[Provided data]
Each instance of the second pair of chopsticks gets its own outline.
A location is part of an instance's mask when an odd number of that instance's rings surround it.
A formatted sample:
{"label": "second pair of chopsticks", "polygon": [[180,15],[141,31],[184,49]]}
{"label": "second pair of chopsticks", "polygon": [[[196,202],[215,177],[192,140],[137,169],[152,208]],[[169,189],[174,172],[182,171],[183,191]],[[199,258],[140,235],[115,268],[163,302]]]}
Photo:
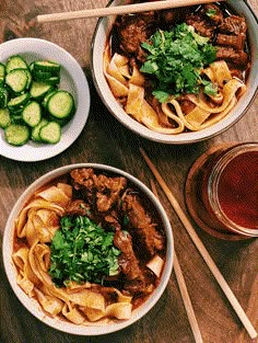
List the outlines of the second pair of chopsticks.
{"label": "second pair of chopsticks", "polygon": [[[180,8],[194,4],[209,3],[214,0],[166,0],[166,1],[151,1],[151,2],[141,2],[132,3],[125,5],[107,7],[102,9],[90,9],[82,11],[71,11],[62,13],[51,13],[51,14],[40,14],[36,16],[38,23],[44,22],[58,22],[67,20],[78,20],[84,18],[98,18],[107,15],[118,15],[126,13],[139,13],[145,11],[155,11],[155,10],[165,10],[173,8]],[[223,1],[223,0],[216,0]]]}
{"label": "second pair of chopsticks", "polygon": [[246,316],[245,311],[243,310],[241,304],[236,299],[235,295],[233,294],[232,289],[230,288],[228,284],[226,283],[224,276],[221,274],[220,270],[215,265],[214,261],[212,260],[211,255],[207,251],[206,247],[203,245],[202,241],[199,239],[196,230],[194,229],[192,225],[190,224],[189,219],[185,215],[184,210],[181,209],[179,203],[177,202],[176,197],[166,185],[165,181],[159,173],[155,165],[152,163],[145,151],[140,148],[140,152],[145,160],[146,164],[151,169],[152,173],[154,174],[156,181],[161,185],[162,190],[164,191],[165,195],[167,196],[171,205],[173,206],[175,213],[177,214],[178,218],[183,222],[184,227],[186,228],[188,235],[190,236],[191,240],[194,241],[196,248],[198,249],[199,253],[201,254],[202,259],[209,266],[211,273],[215,277],[218,284],[222,288],[224,295],[226,296],[227,300],[232,305],[233,309],[235,310],[236,315],[238,316],[239,320],[242,321],[243,325],[245,327],[246,331],[248,332],[249,336],[254,340],[257,338],[257,331],[253,327],[251,322],[249,321],[248,317]]}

[Your objective] Copy the records above word for word, leaving out the pictures.

[Reply]
Each instance of the second pair of chopsticks gets its own outline.
A location is part of an instance's mask when an odd number of that instance's rings surround it.
A formatted sample:
{"label": "second pair of chopsticks", "polygon": [[180,15],[141,31],[184,49]]}
{"label": "second pair of chopsticks", "polygon": [[[196,202],[215,177],[192,140],[137,169],[152,208]],[[169,189],[174,172],[182,171],[183,191]],[[199,258],[140,235],[115,268],[163,302]]]}
Photo:
List the outlines of the second pair of chopsticks.
{"label": "second pair of chopsticks", "polygon": [[[180,8],[194,4],[209,3],[214,0],[166,0],[166,1],[151,1],[151,2],[141,2],[132,3],[125,5],[107,7],[102,9],[90,9],[82,11],[71,11],[62,13],[51,13],[51,14],[40,14],[36,16],[38,23],[44,22],[58,22],[67,20],[78,20],[84,18],[98,18],[107,15],[118,15],[126,13],[139,13],[145,11],[155,11],[155,10],[165,10],[173,8]],[[223,1],[223,0],[216,0]]]}
{"label": "second pair of chopsticks", "polygon": [[246,316],[245,311],[243,310],[241,304],[236,299],[235,295],[233,294],[232,289],[230,288],[228,284],[226,283],[224,276],[221,274],[220,270],[215,265],[214,261],[212,260],[211,255],[207,251],[206,247],[203,245],[202,241],[199,239],[196,230],[194,229],[192,225],[190,224],[189,219],[185,215],[184,210],[181,209],[179,203],[177,202],[176,197],[166,185],[165,181],[159,173],[155,165],[152,163],[145,151],[140,148],[140,152],[145,160],[146,164],[151,169],[152,173],[154,174],[156,181],[161,185],[162,190],[164,191],[165,195],[167,196],[171,205],[173,206],[175,213],[177,214],[178,218],[183,222],[184,227],[186,228],[188,235],[190,236],[191,240],[194,241],[196,248],[198,249],[199,253],[201,254],[202,259],[209,266],[211,273],[215,277],[218,284],[222,288],[224,295],[226,296],[227,300],[232,305],[233,309],[235,310],[236,315],[238,316],[239,320],[242,321],[243,325],[245,327],[246,331],[248,332],[249,336],[254,340],[257,338],[257,331],[253,327],[251,322],[249,321],[248,317]]}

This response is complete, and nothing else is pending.